Stated problem
Everything in the listing should be restated word for word.

— start Entries —

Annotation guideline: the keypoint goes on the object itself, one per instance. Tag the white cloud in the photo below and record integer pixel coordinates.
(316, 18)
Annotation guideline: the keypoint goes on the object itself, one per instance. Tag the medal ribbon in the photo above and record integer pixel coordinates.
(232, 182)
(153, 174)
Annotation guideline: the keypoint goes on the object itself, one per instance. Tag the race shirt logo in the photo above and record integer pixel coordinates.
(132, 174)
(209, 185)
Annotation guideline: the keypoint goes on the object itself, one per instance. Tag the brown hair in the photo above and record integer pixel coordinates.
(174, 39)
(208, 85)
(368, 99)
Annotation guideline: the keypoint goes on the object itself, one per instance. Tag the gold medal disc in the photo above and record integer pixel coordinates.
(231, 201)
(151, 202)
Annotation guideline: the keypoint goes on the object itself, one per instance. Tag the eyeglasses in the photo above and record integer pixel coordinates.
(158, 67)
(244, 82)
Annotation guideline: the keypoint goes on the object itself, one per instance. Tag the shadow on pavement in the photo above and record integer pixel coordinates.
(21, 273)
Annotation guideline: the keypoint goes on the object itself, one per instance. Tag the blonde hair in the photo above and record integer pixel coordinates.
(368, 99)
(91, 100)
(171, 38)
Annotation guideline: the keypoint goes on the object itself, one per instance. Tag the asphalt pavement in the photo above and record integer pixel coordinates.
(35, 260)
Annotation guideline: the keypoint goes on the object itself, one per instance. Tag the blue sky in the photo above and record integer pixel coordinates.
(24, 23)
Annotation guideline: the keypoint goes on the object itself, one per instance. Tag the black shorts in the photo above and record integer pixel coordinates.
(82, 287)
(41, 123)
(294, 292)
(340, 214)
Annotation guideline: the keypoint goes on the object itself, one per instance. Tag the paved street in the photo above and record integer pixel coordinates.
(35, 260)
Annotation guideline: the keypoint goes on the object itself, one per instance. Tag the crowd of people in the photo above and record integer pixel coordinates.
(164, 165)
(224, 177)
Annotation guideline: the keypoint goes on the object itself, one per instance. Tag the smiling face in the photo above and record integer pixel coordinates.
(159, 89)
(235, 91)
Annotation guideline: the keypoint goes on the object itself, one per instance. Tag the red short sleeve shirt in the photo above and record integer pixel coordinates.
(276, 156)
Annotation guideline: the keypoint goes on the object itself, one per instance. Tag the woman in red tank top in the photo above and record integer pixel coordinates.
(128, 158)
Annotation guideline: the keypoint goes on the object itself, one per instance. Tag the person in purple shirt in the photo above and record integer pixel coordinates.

— end Entries —

Solution for this task
Annotation guideline: the keypoint goes on the object itself, one per instance. Tag the white cloud in the photo below and record integer pixel coordinates.
(316, 18)
Annotation guideline: the keypoint goes on the object itself, one per instance. Tag the medal ribbon in the photo above and record integer pixel coordinates.
(232, 182)
(153, 174)
Annotation guideline: the keypoint goes on the object itself, one per instance. Tag the race shirt logo in the photo above and record integer pixel coordinates.
(132, 174)
(209, 185)
Annotation guideline: the keypoint goes on the object itself, one per instance. Tag the brown hair in the photo above and record integer pixel coordinates.
(174, 39)
(208, 85)
(368, 99)
Annotation guideline: the keypoint goes on the object itself, one per instance. Tag the gold medal disc in the photo above and record integer pixel coordinates.
(231, 201)
(151, 202)
Annotation guideline: the keypoint goes on the object itself, one per instance. Tag the eyeglasses in the photo above and record integer pixel coordinates.
(158, 67)
(244, 82)
Annotation guideline: the keypoint goes on the object itself, one per instance. Tag the shadow on pavement in the photo above and record integer pixel coordinates.
(21, 273)
Annotation guideline: the keypoint goes on the object itself, one per instance. Tag the blonde hair in the photo above and record integer pixel coordinates.
(368, 99)
(91, 100)
(171, 38)
Annotation guideline: the keypoint goes on the object itself, one per instance. Tag the asphalt pavement in the photo above and record integer pixel coordinates.
(35, 260)
Annotation guideline: the keypoint goes on the object itself, one per instance. Tag the blue sky in the photo above and record integer pixel coordinates.
(24, 23)
Annotation guideline: the keypoint goes on the object itself, one per instance. Tag the black shorts in the photo above and record integer pixel coordinates.
(82, 287)
(41, 123)
(294, 292)
(340, 214)
Annotation guideline: the keypoint goes on the object itself, one per instance. Tag the paved street in the photo above and record integer pixel coordinates.
(35, 260)
Annotation guideline: the keypoint goes on the object itself, one per instance. Tag the crowd of people in the photo above and record integer pixel coordinates.
(164, 165)
(224, 177)
Annotation guideline: the keypoint goes on the object itself, one per instance. Tag the smiling face in the photo above and record integer pixel coordinates.
(159, 89)
(235, 91)
Annotation guideline: the keypoint goes on the object itself, one per instance. Tag the red short sleeve shirt in the photo above and record integer pixel coordinates.
(276, 156)
Annotation guideline: the keypoint goes on the object itself, one per instance. Tag the woman in red tank top in the photo above and record integer pixel coordinates.
(128, 158)
Annotation guideline: the keypoint goes on the object itself, one per instance. Tag the person in purple shirt in the photo above and record integer pixel coordinates.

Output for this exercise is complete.